> [OBJECTIVES]
A) Decide whether each statement below agrees with the passage on Section 15 of the TAT Act. Answer yes or no for each, and quote the words of the passage that decide it. (i) The deposit owed is 30 percent of the tax assessed or the part of the tax not in dispute, whichever is greater. (ii) The duty to pay the deposit begins when the taxpayer applies to the Tribunal for review. (iii) The Respondent's Counsel asked the Court to dismiss the first ground of appeal.
B) Retype the passage on Section 15 of the TAT Act, starting with "The Respondent's Counsel" and going on through "by the Court.".

> [ARTICLE]
— START —

The Respondent's Counsel further submitted that Section 15 of the TAT Act is clear to the effect that a taxpayer must pay 30% of the tax assessed or that part of the tax assessed not in dispute, whichever is greater. In the instant case, the 30% of the tax assessed amounted to UGX 2,490,131, 685.30/= which the Appellant had not paid and was thus in contravention of the said provision. Counsel prayed that the first ground of appeal is dismissed by the Court.
## **Section 15 of the TAT Act** is headed **"Deposit of portion of tax pending determination of objection." Sub-section (1)** thereof provides as follows:
*"A taxpayer who has lodged a notice of objection to an assessment shall, pending final resolution of the objection, pay 30 percent of the tax assessed or that part of the tax assessed not in dispute, whichever is greater."*
My understanding of the above provision is that the requirement to pay the 30% of the tax assessed or the part of the tax not in dispute, is set in motion when the taxpayer lodges with the Commissioner a notice of objection to an assessment. What this means is that the said portion of the tax is payable before resolution of the objection by the Commissioner. If the portion of the tax is collected at that level, there would not be a requirement to make a further payment when the matter comes up before the Tribunal upon an application for review of a tax decision that may have been made by the Commissioner. Where the portion of the tax was not collected at the time the objection was considered by the Commissioner, as was the case in the instant matter, the TAT is obliged to enforce that payment.

— END —

> [GIVEN DATA]
— START —

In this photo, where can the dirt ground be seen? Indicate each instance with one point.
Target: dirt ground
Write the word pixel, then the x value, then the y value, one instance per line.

— END —

> [WORKED ANSWERS]
A)
(i) Yes: "pay 30 percent of the tax assessed or that part of the tax assessed not in dispute, whichever is greater."
(ii) No: "is set in motion when the taxpayer lodges with the Commissioner a notice of objection to an assessment."
(iii) Yes: "Counsel prayed that the first ground of appeal is dismissed by the Court."

B)
The Respondent's Counsel further submitted that Section 15 of the TAT Act is clear to the effect that a taxpayer must pay 30% of the tax assessed or that part of the tax assessed not in dispute, whichever is greater. In the instant case, the 30% of the tax assessed amounted to UGX 2,490,131, 685.30/= which the Appellant had not paid and was thus in contravention of the said provision. Counsel prayed that the first ground of appeal is dismissed by the Court.